▶ Passage to read:
Journal of Combinatorics

Volume 8 (2017)

Number 3

Guest Editor: Steve Butler (Iowa State University)

Multi de Bruijn sequences

Pages: 439 – 474



Glenn Tesler (Department of Mathematics, University of California at San Diego)


We generalize the notion of a de Bruijn sequence to a “multi de Bruijn sequence”: a cyclic or linear sequence that contains every $k$-mer over an alphabet of size $q$ exactly $m$ times. For example, over the binary alphabet $\lbrace 0, 1 \rbrace$, the cyclic sequence $(00010111)$ and the linear sequence $000101110$ each contain two instances of each $2$-mer $00, 01, 10, 11$. We derive formulas for the number of such sequences. The formulas and derivation generalize classical de Bruijn sequences (the case $m = 1$). We also determine the number of multisets of aperiodic cyclic sequences containing every $k$-mer exactly $m$ times; for example, the pair of cyclic sequences $(00011)(011)$ contains two instances of each $2$-mer listed above. This uses an extension of the Burrows–Wheeler Transform due to Mantaci et al., and generalizes a result by Higgins for the case $m = 1$.


multi de Bruijn sequences, de Bruijn graphs, Extended Burrows–Wheeler Transform, Lyndon words, Eulerian graphs

2010 Mathematics Subject Classification

Primary 05C30, 68R15. Secondary 05C38, 05C45, 05C81, 68P30.

This work was supported in part by National Science Foundation grant CCF-1115206.

Received 16 August 2016

Published 21 June 2017

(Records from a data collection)

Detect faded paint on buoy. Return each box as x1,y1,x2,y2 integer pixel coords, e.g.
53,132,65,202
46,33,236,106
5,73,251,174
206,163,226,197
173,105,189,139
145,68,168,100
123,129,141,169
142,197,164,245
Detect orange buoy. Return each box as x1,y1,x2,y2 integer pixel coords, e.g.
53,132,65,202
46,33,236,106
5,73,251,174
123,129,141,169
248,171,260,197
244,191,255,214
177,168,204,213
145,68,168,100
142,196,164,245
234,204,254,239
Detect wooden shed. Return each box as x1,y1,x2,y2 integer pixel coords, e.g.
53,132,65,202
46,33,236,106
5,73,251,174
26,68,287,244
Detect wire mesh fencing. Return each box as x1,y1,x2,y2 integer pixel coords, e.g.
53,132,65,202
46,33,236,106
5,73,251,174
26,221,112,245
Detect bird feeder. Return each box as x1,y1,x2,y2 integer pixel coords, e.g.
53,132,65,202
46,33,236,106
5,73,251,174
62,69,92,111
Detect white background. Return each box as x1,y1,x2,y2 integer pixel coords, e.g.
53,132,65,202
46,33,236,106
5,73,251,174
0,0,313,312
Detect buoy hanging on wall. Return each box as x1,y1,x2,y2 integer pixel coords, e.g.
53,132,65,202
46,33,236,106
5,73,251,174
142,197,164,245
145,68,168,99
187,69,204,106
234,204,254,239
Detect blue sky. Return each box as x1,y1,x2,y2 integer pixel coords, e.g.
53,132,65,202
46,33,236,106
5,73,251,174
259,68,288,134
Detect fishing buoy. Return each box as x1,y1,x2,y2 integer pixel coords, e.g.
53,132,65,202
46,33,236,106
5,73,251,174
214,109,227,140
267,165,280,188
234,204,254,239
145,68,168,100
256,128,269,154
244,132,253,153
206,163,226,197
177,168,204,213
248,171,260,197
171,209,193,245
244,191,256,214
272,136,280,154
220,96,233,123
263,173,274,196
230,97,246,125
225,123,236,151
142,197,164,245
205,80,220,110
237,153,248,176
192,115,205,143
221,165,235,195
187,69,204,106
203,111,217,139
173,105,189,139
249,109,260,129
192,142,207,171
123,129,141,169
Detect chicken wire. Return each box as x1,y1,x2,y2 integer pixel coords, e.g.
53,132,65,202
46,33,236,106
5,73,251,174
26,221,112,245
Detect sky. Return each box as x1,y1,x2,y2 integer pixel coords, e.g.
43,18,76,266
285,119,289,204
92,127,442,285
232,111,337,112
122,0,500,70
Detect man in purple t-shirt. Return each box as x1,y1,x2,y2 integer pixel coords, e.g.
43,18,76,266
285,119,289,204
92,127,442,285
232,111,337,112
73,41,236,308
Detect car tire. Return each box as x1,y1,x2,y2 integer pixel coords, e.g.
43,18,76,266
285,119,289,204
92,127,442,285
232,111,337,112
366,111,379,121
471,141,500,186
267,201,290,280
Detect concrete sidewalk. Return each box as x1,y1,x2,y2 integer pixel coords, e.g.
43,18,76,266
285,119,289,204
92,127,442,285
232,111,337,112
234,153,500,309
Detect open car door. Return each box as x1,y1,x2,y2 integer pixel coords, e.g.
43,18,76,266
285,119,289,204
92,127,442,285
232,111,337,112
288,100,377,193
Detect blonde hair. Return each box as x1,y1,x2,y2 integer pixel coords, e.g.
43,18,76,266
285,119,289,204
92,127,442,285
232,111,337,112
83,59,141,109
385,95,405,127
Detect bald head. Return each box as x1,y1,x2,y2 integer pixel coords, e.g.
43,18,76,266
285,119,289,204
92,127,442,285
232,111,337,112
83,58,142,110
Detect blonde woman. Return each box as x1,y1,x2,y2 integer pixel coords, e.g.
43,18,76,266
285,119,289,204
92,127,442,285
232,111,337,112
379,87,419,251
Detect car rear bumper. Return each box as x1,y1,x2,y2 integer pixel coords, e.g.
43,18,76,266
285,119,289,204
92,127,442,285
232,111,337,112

▶ Problem to work on: Give every secondary 2010 Mathematics Subject Classification code on the page about multi de Bruijn sequences.

▶ Complete answer: 05C38, 05C45, 05C81, 68P30